#### [TASK DESCRIPTION]
Retype the passage on temperature and smolt development in full, word for word.

The present study was undertaken to determine the impact of temperature on smolt development and the underlying endocrine control mechanisms. A particular aim was to determine whether temperature alone could act as a zeitgeber for smolting. Thus, in addition to keeping fish on a normal photoperiod cycle, fish were also kept on a short-day photoperiod regime to determine if temperature can affect smolting in the absence of any photoperiod cues. Further, under each photoperiod regime, fish were exposed to either an ambient temperature regime (low temperature in winter, increasing in spring),or an advanced temperature regime (same pattern as ambient, but advanced by six weeks). Changes in gill Na⁺,K⁺-ATPase activity were used to monitor physiological smolt development, and plasma GH, IGF-I,cortisol and thyroid hormones were measured in order to examine the underlying endocrine signaling pathways.

[Point localization data]
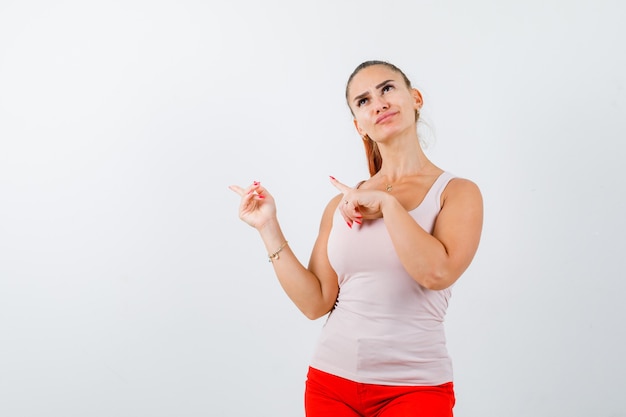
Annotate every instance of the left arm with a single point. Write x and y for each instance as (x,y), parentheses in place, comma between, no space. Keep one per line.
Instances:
(436,261)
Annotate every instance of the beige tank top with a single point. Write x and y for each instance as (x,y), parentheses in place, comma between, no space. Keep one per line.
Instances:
(385,328)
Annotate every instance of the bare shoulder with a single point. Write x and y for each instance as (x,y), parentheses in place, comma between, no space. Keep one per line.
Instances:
(461,189)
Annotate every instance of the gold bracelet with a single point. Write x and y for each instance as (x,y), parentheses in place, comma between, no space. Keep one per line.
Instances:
(274,255)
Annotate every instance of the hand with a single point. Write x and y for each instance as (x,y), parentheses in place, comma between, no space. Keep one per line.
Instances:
(257,205)
(357,205)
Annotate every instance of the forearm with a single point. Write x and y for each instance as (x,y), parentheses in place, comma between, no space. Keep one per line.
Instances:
(300,284)
(423,256)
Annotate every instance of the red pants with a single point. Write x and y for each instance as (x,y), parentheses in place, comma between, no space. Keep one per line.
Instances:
(328,395)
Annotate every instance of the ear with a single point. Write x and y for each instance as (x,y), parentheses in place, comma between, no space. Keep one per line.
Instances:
(358,129)
(417,97)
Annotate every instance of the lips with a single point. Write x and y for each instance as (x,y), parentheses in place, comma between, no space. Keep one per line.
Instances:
(385,116)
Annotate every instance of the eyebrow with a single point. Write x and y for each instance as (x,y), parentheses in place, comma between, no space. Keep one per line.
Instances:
(363,95)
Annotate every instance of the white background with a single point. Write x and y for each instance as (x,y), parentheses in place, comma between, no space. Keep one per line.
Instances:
(129,287)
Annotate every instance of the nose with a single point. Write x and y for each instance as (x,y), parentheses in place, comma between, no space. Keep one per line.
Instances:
(381,105)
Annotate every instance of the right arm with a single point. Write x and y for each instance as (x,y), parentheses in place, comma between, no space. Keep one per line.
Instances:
(312,289)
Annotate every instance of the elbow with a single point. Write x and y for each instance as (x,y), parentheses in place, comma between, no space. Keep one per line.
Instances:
(314,314)
(436,280)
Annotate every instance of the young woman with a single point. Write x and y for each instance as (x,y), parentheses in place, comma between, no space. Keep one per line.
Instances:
(386,257)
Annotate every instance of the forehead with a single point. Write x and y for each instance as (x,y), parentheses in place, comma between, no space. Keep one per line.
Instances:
(368,78)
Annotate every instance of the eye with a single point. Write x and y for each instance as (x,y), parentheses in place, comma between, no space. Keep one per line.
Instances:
(386,88)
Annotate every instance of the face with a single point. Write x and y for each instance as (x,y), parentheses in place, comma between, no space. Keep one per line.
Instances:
(382,103)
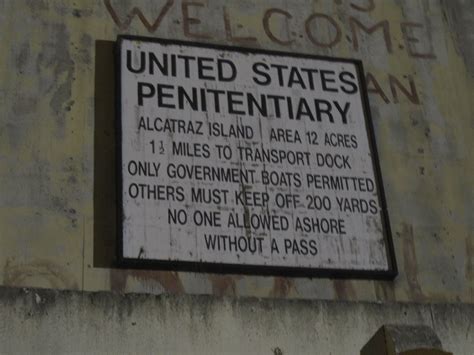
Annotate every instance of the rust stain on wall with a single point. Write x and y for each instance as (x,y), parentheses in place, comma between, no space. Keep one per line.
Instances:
(410,263)
(168,279)
(282,286)
(385,291)
(470,264)
(344,290)
(44,271)
(224,285)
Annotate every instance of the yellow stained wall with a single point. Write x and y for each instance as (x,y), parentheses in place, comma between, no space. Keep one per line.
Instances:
(57,223)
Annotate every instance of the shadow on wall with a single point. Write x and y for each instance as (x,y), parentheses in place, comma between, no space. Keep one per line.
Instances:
(105,222)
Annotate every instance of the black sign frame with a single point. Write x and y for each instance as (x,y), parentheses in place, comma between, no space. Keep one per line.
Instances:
(264,270)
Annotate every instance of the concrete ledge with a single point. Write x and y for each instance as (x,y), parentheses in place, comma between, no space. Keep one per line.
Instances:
(58,322)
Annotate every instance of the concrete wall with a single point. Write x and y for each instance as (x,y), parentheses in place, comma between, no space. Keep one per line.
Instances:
(57,221)
(59,322)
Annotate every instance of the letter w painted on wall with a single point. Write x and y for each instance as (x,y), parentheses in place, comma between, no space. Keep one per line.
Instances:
(124,24)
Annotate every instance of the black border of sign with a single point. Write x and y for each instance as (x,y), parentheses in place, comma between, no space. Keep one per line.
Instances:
(174,265)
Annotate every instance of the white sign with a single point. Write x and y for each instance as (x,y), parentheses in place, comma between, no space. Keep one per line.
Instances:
(246,160)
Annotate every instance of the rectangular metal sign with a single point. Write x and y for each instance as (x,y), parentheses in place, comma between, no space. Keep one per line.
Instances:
(247,161)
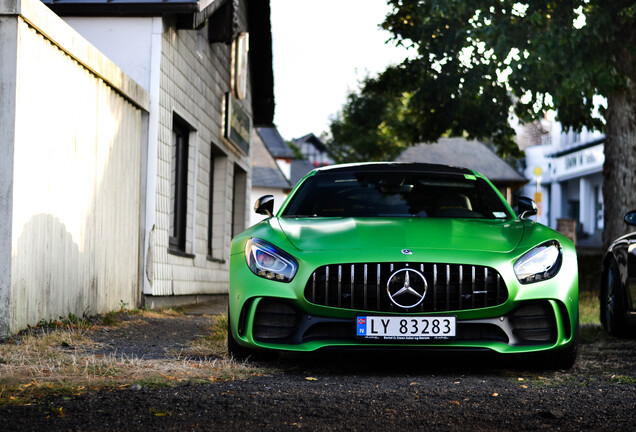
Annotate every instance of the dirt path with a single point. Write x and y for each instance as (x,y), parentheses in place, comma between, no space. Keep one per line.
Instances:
(352,391)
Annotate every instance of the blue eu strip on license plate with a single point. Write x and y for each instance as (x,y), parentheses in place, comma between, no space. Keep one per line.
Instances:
(406,327)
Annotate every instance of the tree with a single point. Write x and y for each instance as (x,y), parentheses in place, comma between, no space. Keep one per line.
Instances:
(477,61)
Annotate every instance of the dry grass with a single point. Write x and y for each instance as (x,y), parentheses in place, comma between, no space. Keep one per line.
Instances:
(54,360)
(589,308)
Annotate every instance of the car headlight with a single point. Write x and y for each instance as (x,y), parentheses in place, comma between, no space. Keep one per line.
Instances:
(268,261)
(540,263)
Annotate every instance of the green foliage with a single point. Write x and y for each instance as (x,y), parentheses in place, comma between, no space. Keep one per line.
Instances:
(478,61)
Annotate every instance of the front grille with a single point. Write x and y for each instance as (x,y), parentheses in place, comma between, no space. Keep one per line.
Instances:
(451,287)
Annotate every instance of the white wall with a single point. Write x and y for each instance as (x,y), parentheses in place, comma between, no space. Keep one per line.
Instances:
(73,213)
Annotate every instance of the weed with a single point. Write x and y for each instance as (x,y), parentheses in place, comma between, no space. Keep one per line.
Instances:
(589,308)
(56,358)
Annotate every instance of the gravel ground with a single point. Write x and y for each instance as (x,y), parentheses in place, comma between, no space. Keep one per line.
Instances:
(353,391)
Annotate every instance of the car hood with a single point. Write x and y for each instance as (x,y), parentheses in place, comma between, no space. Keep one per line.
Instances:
(323,234)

#### [YOUR SOLUTION]
The present study was undertaken to determine the impact of temperature on smolt development and the underlying endocrine control mechanisms. A particular aim was to determine whether temperature alone could act as a zeitgeber for smolting. Thus, in addition to keeping fish on a normal photoperiod cycle, fish were also kept on a short-day photoperiod regime to determine if temperature can affect smolting in the absence of any photoperiod cues. Further, under each photoperiod regime, fish were exposed to either an ambient temperature regime (low temperature in winter, increasing in spring),or an advanced temperature regime (same pattern as ambient, but advanced by six weeks). Changes in gill Na⁺,K⁺-ATPase activity were used to monitor physiological smolt development, and plasma GH, IGF-I,cortisol and thyroid hormones were measured in order to examine the underlying endocrine signaling pathways.